== WYBRANY FRAGMENT ==

Już dziś, 15 najlepszych zawodników na świecie stanie na starcie pierwszego w sezonie turnieju Grand Prix. Jak wiadomo, zawody otwierające rywalizację w cyklu indywidualnych mistrzostw świata będą dla nas, Polaków wyjątkowe. Bez wątpienia bowiem GP na PGE Narodowym, w krótkim czasie urosło do rangi legendarnego wydarzenia.
W porównaniu z rywalizacją w ubiegłego sezonu, wydaje się, że układ sił w żużlowym peletonie nieco się zmienił. Przede wszystkim, głównym faworytem do odniesienia triumfu na sztucznym torze w Warszawie został Fredrik Lindgren, który na początku sezonu zasłużył na swój ulubiony przydomek – Fast Freddie. Jednocześnie mistrz świata 2017 Jason Doyle ma bez wątpienia problemy z odnalezieniem szybkości z poprzednich lat. Sprawdźmy jednak jak każdy z uczestników GP Polski spisywał się w pierwszym miesiącu żużlowej rywalizacji.
Jason Doyle
Jak już wspomniałem, aktualny mistrz globu jest póki co cieniem samego siebie. Świadczy o tym choćby jego średnia z PGE Ekstraligi, wynosząca obecnie zaledwie 1,550. Póki co, w najlepszej lidze świata, od Australijczyka lepsi są m.in. Jacob Thorssell, Brady Kurtz czy Daniel Kaczmarek. Wydaje się, że obecnie Doyle czuje się dobrze jedynie w lidze brytyjskiej, gdzie jednak o punkty jest mu znacznie łatwiej.
Patryk Dudek
Dla vice-mistrza świata, drugi sezon w cyklu Speedway Grand Prix z pewnością będzie trudniejszy. Wszystko przez ogromną presję, jaka spłynęła na niego ze względu na sukces osiągnięty w sezonie 2017. Obecnie, od popularnego „Duzersa” wymaga się wiele zarówno na arenie międzynarodowej, jak i w rodzimej lidze, gdzie wręcz musi on być liderem ekipy Falubazu Zielona Góra. Póki co, Dudek wywiązuje się ze swojego zadania, wykręcając średnią 2,269. Prawdziwy test przyjdzie jednak dopiero w sobotę.
Polacy wiążą z Dudkiem spore nadzieje, choć on sam studzi gorące głowy. Więcej zdjęć z treningu TUTAJ.
Tai Woffinden
Brytyjczyk od kilku lat nie schodzi z wysokiego poziomu i nawet kiedy nie zbliża się do zdobycia kolejnego tytułu mistrza świata, można go wpisywać do grona faworytów. Nie jest więc większym zaskoczeniem, iż „Woffy” ma za sobą bardzo solidny początek sezonu. W barwach Betard Sparty Wrocław, kapitan tamtejszego klubu wykręcił średnią 2,231, pokazując, że znów będzie bardzo niebezpieczny.

== PRZEKAZANE WIERSZE ==

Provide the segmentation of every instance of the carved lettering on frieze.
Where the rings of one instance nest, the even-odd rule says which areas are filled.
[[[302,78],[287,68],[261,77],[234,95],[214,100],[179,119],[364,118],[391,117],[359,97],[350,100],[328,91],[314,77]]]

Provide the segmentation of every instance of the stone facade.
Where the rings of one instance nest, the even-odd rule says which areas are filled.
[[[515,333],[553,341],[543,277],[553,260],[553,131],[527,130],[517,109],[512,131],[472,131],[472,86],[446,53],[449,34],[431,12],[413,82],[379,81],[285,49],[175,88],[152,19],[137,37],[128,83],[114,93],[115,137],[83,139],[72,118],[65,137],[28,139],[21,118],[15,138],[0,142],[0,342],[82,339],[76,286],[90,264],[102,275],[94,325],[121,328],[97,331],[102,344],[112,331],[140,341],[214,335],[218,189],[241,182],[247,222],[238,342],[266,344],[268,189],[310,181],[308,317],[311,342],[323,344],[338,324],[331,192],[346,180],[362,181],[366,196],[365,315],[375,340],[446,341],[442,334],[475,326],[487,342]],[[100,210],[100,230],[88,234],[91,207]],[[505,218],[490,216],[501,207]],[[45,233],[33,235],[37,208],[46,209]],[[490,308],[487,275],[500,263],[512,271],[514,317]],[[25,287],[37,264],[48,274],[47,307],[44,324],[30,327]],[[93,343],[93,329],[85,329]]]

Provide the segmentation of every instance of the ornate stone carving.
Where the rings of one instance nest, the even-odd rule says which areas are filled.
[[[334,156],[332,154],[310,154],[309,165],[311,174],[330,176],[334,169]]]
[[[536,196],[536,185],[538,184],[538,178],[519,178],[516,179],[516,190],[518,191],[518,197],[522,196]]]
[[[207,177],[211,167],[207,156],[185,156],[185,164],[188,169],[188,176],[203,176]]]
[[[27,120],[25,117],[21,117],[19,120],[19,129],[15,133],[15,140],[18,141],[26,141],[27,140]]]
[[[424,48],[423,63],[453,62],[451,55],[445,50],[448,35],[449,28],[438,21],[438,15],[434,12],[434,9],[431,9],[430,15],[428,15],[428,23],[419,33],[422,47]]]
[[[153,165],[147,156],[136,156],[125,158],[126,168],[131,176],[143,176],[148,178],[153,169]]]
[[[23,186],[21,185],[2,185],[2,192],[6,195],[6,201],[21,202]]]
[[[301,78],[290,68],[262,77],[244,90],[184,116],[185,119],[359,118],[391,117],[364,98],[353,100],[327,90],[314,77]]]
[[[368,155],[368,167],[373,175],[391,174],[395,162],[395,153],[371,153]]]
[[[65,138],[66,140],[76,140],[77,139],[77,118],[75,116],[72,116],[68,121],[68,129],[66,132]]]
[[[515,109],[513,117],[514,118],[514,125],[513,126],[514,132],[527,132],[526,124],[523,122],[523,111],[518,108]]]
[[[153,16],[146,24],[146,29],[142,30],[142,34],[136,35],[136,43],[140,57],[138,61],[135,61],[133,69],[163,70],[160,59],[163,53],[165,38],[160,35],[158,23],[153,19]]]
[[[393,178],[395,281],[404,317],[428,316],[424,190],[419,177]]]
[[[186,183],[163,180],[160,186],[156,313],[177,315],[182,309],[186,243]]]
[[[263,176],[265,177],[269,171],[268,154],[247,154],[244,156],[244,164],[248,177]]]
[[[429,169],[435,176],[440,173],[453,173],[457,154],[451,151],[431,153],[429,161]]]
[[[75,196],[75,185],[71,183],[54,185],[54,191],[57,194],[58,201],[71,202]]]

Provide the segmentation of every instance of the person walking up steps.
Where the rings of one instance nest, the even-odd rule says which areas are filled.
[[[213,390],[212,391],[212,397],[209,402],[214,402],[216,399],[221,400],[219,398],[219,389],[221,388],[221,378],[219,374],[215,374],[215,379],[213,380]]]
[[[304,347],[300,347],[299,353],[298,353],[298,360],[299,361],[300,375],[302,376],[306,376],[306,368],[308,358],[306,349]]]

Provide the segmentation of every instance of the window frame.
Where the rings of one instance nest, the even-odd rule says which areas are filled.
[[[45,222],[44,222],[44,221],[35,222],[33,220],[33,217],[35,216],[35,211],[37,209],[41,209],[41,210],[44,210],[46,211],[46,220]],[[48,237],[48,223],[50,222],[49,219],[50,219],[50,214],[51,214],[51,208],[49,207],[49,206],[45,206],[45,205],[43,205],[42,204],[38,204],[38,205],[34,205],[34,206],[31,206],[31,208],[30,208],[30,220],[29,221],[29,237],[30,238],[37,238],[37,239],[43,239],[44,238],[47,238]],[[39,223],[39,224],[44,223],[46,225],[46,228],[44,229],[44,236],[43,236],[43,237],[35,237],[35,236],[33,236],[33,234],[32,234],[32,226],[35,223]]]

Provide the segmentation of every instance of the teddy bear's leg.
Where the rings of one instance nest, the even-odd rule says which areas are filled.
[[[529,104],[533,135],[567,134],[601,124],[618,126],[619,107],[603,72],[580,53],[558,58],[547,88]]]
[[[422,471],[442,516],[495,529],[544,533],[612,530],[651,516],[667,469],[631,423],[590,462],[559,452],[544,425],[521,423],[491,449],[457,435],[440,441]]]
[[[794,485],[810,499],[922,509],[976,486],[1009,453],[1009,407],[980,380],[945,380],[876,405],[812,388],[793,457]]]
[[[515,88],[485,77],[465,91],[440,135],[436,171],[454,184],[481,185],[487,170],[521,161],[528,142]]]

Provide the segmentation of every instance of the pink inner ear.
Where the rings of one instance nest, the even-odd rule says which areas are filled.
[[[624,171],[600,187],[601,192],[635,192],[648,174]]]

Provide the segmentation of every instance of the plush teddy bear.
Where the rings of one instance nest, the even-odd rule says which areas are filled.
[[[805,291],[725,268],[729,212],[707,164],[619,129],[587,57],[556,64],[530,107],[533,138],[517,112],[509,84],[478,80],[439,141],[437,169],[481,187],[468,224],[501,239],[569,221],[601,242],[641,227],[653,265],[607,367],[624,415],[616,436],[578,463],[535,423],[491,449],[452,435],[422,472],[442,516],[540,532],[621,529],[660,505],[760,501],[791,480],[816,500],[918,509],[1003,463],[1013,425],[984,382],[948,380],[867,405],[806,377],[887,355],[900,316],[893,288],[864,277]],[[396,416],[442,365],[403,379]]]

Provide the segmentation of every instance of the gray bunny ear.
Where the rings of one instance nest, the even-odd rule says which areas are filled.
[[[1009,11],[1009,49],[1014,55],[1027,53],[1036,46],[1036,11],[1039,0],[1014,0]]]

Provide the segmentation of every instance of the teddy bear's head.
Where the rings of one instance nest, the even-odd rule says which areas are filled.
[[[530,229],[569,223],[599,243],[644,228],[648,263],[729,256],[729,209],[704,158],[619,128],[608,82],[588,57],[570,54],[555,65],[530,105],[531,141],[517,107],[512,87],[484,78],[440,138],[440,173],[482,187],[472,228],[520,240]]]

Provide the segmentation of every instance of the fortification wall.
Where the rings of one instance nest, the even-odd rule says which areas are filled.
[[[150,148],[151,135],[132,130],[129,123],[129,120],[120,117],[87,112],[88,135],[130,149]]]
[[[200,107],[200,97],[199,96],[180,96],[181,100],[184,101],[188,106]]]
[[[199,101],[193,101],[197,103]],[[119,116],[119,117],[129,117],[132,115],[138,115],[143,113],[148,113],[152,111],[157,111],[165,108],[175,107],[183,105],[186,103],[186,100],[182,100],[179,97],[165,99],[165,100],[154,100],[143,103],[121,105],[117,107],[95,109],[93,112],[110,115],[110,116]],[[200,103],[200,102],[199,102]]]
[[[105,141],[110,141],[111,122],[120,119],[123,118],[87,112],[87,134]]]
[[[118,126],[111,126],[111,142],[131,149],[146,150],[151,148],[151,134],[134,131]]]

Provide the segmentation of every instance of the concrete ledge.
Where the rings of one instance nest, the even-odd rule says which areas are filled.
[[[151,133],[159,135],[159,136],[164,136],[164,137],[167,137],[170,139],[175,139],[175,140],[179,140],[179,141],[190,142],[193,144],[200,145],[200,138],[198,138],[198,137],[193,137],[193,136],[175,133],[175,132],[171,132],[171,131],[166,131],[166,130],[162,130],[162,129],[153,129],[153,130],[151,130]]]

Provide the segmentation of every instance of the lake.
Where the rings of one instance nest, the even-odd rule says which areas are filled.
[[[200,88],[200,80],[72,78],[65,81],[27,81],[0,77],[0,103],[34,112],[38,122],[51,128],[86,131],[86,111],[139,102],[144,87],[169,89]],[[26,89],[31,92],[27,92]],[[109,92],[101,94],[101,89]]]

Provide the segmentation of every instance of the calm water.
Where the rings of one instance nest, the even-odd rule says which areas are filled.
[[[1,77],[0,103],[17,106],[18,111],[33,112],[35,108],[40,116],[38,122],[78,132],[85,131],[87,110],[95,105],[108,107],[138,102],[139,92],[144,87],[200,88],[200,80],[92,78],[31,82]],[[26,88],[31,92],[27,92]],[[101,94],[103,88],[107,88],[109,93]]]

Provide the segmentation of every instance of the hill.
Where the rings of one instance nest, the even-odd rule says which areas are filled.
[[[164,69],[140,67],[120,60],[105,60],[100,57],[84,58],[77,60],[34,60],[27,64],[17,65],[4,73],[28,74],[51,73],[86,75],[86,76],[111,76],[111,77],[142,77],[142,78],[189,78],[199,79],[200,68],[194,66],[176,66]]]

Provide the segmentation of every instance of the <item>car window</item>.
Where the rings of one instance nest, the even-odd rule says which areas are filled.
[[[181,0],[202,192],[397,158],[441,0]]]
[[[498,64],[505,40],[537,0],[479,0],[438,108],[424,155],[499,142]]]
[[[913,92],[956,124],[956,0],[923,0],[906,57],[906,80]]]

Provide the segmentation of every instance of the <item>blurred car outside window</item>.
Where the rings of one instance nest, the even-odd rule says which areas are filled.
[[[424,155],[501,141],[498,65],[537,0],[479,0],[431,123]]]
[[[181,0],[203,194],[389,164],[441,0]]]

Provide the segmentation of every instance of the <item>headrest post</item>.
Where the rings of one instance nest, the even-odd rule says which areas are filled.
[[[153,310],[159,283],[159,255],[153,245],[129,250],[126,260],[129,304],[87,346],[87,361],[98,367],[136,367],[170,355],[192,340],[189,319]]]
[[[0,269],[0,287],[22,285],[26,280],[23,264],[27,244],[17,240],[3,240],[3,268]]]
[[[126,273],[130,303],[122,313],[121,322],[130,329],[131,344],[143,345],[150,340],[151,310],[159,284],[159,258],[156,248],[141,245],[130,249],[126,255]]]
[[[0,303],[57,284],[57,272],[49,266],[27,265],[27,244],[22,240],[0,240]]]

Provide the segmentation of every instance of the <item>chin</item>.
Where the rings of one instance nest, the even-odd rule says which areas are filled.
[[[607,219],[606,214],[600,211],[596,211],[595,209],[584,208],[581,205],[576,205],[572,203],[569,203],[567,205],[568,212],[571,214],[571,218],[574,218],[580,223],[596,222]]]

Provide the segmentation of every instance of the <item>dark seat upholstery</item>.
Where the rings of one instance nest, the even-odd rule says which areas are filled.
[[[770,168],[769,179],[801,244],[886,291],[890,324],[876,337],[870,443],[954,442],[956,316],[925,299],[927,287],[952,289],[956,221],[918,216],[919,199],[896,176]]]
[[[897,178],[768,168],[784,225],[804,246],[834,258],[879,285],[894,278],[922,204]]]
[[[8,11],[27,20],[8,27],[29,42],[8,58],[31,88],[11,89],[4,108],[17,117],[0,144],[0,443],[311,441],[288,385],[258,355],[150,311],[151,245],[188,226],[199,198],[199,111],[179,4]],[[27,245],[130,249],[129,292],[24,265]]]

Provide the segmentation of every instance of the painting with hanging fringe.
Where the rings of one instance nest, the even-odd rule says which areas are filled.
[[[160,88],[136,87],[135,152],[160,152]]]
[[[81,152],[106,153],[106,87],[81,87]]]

== TREŚĆ ZADAŃ ==
- a) Skopiuj bez zmian fragment artykułu o żużlu od słów "Polacy wiążą z" do słów "będzie bardzo niebezpieczny.", łącznie z nimi.
- b) Wybierz, proszę, z wierszy każdy, który zawiera słowo "stone", i przepisz go w całości.
Wiersze nie mają nic wspólnego z artykułem o żużlu.

== ODPOWIEDZI NA ZADANIA ==
- a)
Polacy wiążą z Dudkiem spore nadzieje, choć on sam studzi gorące głowy. Więcej zdjęć z treningu TUTAJ.
Tai Woffinden
Brytyjczyk od kilku lat nie schodzi z wysokiego poziomu i nawet kiedy nie zbliża się do zdobycia kolejnego tytułu mistrza świata, można go wpisywać do grona faworytów. Nie jest więc większym zaskoczeniem, iż „Woffy” ma za sobą bardzo solidny początek sezonu. W barwach Betard Sparty Wrocław, kapitan tamtejszego klubu wykręcił średnią 2,231, pokazując, że znów będzie bardzo niebezpieczny.

- b)
Provide the segmentation of every instance of the stone facade.
Provide the segmentation of every instance of the ornate stone carving.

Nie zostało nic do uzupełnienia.